- _TASK INPUTS_:
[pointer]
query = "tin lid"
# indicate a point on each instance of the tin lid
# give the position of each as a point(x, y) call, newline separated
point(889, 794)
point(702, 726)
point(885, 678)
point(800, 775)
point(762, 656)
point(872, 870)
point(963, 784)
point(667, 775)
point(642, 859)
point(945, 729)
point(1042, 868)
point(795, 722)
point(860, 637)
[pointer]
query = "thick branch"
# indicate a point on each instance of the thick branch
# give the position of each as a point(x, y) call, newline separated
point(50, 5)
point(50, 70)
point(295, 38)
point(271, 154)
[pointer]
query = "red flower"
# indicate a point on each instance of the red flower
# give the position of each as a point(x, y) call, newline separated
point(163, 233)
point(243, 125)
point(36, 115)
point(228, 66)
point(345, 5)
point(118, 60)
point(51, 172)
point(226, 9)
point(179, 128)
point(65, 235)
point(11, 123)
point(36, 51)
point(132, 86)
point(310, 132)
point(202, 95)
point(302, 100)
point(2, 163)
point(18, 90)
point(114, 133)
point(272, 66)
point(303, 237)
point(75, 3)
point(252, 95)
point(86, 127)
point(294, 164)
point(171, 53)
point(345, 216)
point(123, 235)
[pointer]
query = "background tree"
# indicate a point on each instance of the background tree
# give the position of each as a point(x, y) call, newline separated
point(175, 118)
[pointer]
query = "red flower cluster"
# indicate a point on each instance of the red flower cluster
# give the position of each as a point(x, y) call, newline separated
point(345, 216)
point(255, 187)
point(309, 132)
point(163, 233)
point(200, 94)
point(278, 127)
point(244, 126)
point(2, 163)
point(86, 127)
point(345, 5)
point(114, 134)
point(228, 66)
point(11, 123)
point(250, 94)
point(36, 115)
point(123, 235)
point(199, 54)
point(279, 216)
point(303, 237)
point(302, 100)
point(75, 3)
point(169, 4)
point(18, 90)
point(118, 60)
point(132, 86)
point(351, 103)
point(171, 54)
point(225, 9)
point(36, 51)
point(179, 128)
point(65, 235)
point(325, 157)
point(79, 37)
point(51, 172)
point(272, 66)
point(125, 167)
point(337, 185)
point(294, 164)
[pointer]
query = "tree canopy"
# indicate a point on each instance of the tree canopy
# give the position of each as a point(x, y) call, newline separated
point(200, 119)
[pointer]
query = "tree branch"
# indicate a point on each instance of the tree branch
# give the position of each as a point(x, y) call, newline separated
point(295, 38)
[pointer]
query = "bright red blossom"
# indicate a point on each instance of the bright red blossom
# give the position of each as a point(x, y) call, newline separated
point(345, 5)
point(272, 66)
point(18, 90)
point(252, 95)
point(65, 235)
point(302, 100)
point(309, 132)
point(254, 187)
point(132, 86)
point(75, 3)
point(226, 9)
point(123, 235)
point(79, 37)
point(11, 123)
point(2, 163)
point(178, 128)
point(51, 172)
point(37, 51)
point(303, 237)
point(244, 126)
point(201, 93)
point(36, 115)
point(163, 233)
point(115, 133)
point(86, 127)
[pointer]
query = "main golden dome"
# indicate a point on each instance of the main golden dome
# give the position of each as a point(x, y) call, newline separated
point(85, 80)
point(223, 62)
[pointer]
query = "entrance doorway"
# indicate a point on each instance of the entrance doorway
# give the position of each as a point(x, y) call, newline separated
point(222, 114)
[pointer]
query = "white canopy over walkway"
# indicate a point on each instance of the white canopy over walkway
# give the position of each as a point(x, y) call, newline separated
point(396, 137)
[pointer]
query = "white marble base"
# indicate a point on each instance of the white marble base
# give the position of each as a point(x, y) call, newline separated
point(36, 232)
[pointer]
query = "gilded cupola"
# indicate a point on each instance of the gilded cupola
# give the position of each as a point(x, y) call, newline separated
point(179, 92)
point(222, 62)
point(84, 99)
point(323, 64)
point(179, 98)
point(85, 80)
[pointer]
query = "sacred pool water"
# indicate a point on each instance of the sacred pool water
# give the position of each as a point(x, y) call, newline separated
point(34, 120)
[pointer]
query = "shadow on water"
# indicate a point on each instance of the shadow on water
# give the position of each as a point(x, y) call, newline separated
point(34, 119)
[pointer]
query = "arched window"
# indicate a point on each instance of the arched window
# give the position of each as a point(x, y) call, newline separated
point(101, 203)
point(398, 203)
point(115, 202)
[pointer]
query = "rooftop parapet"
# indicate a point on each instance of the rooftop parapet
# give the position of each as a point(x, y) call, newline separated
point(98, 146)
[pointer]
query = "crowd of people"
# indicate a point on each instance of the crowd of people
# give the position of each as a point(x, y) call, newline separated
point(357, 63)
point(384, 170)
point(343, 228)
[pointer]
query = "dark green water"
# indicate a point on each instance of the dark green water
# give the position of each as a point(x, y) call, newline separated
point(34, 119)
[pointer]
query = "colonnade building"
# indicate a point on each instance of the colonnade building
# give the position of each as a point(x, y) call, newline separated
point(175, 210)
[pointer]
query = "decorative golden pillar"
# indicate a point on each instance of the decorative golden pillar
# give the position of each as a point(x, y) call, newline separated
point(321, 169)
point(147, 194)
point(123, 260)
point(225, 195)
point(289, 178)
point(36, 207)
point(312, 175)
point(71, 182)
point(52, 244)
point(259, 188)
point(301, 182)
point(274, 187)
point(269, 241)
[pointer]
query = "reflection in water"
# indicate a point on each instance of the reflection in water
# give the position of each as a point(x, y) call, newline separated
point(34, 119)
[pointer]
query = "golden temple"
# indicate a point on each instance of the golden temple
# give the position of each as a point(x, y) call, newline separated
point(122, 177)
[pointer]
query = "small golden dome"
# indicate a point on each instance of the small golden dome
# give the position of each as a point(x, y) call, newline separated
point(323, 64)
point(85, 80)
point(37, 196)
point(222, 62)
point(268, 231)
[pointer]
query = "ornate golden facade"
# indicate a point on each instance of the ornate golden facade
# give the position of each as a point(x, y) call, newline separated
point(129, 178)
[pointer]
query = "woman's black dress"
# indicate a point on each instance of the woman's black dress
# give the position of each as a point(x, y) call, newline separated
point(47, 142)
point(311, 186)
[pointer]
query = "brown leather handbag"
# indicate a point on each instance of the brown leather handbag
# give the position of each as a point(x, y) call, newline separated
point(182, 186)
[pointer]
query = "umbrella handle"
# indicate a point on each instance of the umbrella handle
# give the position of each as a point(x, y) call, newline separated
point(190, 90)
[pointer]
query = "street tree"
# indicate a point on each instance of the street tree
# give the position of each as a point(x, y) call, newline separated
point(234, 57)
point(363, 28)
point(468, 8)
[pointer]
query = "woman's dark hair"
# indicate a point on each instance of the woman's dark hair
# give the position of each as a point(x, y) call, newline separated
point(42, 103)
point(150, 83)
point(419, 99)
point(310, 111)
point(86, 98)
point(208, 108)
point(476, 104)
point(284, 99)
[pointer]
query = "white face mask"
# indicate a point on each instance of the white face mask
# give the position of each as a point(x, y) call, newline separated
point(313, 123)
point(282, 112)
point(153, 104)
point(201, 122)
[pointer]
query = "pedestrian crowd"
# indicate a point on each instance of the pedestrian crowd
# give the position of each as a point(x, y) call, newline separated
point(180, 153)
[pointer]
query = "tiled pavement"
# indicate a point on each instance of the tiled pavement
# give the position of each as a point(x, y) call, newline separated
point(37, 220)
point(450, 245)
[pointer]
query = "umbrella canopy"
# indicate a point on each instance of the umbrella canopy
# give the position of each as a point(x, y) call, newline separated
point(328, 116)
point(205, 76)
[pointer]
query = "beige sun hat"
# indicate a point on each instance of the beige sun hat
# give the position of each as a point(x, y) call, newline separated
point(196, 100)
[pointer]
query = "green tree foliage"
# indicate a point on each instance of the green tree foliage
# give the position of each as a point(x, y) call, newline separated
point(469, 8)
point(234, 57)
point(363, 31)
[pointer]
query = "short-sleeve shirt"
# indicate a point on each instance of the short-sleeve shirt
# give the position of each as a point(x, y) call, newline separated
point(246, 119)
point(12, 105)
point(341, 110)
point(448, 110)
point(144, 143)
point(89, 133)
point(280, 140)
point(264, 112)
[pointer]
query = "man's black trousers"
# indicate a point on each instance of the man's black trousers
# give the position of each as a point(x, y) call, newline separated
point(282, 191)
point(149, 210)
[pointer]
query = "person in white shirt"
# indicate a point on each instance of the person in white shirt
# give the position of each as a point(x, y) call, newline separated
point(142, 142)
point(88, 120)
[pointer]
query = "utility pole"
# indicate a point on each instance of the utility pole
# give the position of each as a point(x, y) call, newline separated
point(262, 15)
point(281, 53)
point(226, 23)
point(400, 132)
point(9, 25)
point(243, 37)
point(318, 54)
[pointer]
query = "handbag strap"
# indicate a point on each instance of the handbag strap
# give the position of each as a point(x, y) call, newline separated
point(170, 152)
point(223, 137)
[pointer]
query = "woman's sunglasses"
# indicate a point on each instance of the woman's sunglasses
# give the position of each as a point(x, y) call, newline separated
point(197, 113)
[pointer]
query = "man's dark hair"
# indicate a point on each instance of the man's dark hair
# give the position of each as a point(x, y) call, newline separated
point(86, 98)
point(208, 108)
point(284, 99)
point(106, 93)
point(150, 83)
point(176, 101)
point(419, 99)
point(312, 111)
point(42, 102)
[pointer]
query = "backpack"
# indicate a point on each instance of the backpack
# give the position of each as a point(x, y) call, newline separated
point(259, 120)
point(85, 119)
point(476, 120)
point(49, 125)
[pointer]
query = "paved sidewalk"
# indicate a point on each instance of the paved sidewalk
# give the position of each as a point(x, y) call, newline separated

- _EXERCISE PROMPT_:
Identify every line of the rows above that contains the string "entrance", matching case exactly, and copy each one.

- _OUTPUT OF THE TASK_:
query = "entrance doorway"
# indicate a point on each instance of the entrance doorway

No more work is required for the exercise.